- **PROBLEM DESCRIPTION**:
Reproduce the listing exactly and skip over any pictures.
### DATA RECORDS
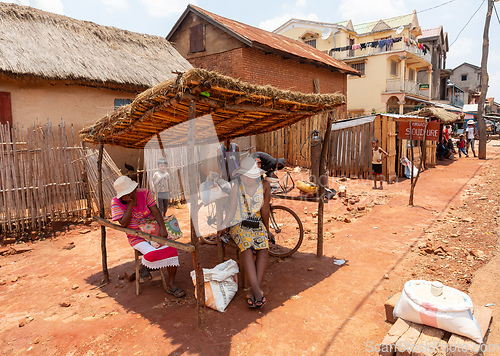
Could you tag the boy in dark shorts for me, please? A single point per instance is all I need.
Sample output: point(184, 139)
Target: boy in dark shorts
point(378, 154)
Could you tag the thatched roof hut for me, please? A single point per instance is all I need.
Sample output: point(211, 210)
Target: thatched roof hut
point(444, 116)
point(50, 46)
point(237, 108)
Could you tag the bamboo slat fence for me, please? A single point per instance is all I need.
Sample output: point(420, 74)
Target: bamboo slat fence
point(43, 178)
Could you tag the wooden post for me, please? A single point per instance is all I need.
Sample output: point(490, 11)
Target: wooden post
point(101, 214)
point(200, 280)
point(322, 183)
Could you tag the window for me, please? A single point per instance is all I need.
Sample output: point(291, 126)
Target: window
point(411, 75)
point(122, 102)
point(197, 39)
point(394, 68)
point(311, 42)
point(359, 66)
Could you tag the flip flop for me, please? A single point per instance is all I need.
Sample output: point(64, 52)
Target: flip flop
point(260, 303)
point(176, 292)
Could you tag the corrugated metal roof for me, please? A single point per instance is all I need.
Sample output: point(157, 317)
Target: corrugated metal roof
point(253, 35)
point(392, 22)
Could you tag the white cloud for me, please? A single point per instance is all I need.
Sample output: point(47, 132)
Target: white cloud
point(116, 4)
point(166, 8)
point(360, 11)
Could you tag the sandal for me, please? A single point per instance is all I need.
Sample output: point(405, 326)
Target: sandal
point(176, 292)
point(145, 274)
point(260, 303)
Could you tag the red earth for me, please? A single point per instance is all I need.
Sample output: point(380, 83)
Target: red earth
point(51, 306)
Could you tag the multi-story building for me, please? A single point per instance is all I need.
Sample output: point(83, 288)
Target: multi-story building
point(396, 69)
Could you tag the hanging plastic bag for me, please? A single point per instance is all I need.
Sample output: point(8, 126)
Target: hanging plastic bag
point(220, 284)
point(450, 311)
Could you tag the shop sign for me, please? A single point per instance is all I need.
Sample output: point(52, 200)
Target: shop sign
point(417, 130)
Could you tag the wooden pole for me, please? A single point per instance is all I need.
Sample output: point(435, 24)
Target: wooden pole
point(193, 201)
point(101, 214)
point(322, 182)
point(481, 125)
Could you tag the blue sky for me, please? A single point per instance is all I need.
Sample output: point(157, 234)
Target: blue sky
point(157, 17)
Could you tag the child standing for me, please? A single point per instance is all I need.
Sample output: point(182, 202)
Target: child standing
point(461, 146)
point(160, 183)
point(378, 154)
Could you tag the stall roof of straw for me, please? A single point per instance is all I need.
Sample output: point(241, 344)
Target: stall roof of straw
point(440, 113)
point(237, 108)
point(42, 44)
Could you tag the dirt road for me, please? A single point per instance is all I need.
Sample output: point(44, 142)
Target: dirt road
point(50, 305)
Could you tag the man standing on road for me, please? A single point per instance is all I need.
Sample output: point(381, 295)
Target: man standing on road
point(471, 134)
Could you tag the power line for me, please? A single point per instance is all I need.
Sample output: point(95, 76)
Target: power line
point(467, 23)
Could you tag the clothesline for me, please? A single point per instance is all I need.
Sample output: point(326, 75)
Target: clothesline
point(380, 43)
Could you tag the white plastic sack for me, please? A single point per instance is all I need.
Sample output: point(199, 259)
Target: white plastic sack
point(220, 284)
point(451, 311)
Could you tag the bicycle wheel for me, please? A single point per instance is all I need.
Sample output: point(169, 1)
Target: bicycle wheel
point(288, 231)
point(207, 223)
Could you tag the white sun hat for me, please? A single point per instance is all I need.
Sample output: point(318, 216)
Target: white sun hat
point(124, 185)
point(248, 167)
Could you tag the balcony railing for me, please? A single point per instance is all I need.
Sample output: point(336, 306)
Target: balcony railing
point(395, 47)
point(409, 87)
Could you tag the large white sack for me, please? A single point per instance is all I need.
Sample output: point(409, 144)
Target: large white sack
######
- **EXERCISE RESPONSE**:
Could you tag the boy in dark shorts for me, please? A single point per instance is all I need.
Sample output: point(184, 139)
Target: boy in dark shorts
point(378, 154)
Could you tag the thatched roof hut for me, please? A single point per instance is all I need.
Sample output: point(211, 210)
Target: thatched roof hut
point(444, 116)
point(50, 46)
point(237, 108)
Could you tag the bamboo slat fence for me, please? A single point per instance is all I need.
Sample output: point(420, 74)
Target: bamboo slat fence
point(43, 178)
Could you tag the wooden post for me, please? A single point per instance is all I need.
Sample output: point(490, 11)
Target: wooden post
point(101, 214)
point(200, 280)
point(322, 183)
Could you tag the window for me, please? A single point per instance is all I need.
Sample output: point(291, 126)
Target: window
point(411, 75)
point(122, 102)
point(197, 39)
point(394, 68)
point(311, 42)
point(359, 66)
Could you tag the flip flop for me, please? A single point per instance is all I need.
Sample output: point(64, 52)
Target: flip flop
point(260, 303)
point(176, 292)
Could you tag the corrugated metal roof for me, please? A single point per instance is all I need.
Sample output: point(157, 317)
Target: corrugated metal roof
point(253, 35)
point(392, 22)
Could you tag the white cloud for me, please? A single point per instance is all I need.
Sample output: point(47, 132)
Target: white cloud
point(116, 4)
point(166, 8)
point(360, 11)
Could you tag the sandal for me, please? A single point per instance is all I need.
Sample output: point(405, 326)
Target: sandal
point(176, 292)
point(145, 274)
point(260, 303)
Could you tag the red earth for me, please? A single point per instance is all I need.
Sample output: point(380, 83)
Target: red earth
point(51, 306)
Could you tag the multi-story building for me, please? A single point per instance is all I need.
Sample output: point(83, 288)
Target: multi-story building
point(396, 69)
Could you tag the hanging plastic bag for me, please? A single point per instance is all I need.
Sample output: point(8, 126)
Target: hanging plastic bag
point(220, 284)
point(450, 311)
Could you tag the shop sign for me, please? A single point per instance is all I need.
Sample output: point(52, 200)
Target: shop sign
point(417, 130)
Could you tag the wooden pole for me, please? A single point per instance is all I need.
Sample output: point(435, 24)
Target: wooden pole
point(193, 201)
point(101, 214)
point(322, 182)
point(481, 125)
Could you tag the blue sky for me, please? A single point per instance is all I need.
Sample output: point(157, 234)
Target: blue sky
point(157, 17)
Could you tag the child standing for me, please? A single point per instance is all I need.
Sample output: point(182, 202)
Target: child standing
point(461, 146)
point(160, 183)
point(378, 154)
Could you tag the stall roof of straw for me, please? A single point per instance is all I need.
Sample output: point(241, 344)
Target: stall roof of straw
point(440, 113)
point(237, 108)
point(42, 44)
Could you tag the dirt road for me, please? A single point per instance is all I need.
Sample output: point(44, 142)
Target: dirt road
point(50, 305)
Could you tag the man standing on road for me, please? A single point per instance is all I need.
Sample output: point(381, 295)
Target: man standing on road
point(471, 134)
Could you tag the power line for me, please? A single point per instance is all I need.
Sample output: point(95, 76)
Target: power line
point(467, 23)
Could you tag the clothesline for me, please? A single point per instance is all I need.
Sample output: point(326, 75)
Target: clothesline
point(380, 43)
Could you tag the white plastic sack for me, please? A single point per instance is all I need.
Sample output: point(199, 259)
Target: white plastic sack
point(220, 284)
point(451, 311)
Could you tag the bicycle wheel for me, please? A single point per instance is all I need.
Sample output: point(169, 1)
Target: bicycle wheel
point(288, 231)
point(207, 223)
Could you tag the white sun hat for me, please? A single point per instance is all I need.
Sample output: point(318, 216)
Target: white sun hat
point(124, 185)
point(248, 167)
Could you tag the balcony railing for me, please? A single point per instance is all I need.
Sample output: point(336, 306)
Target: balcony railing
point(395, 47)
point(409, 87)
Could you tag the large white sack for me, please? A single point per instance is all I need.
Sample output: point(409, 144)
Target: large white sack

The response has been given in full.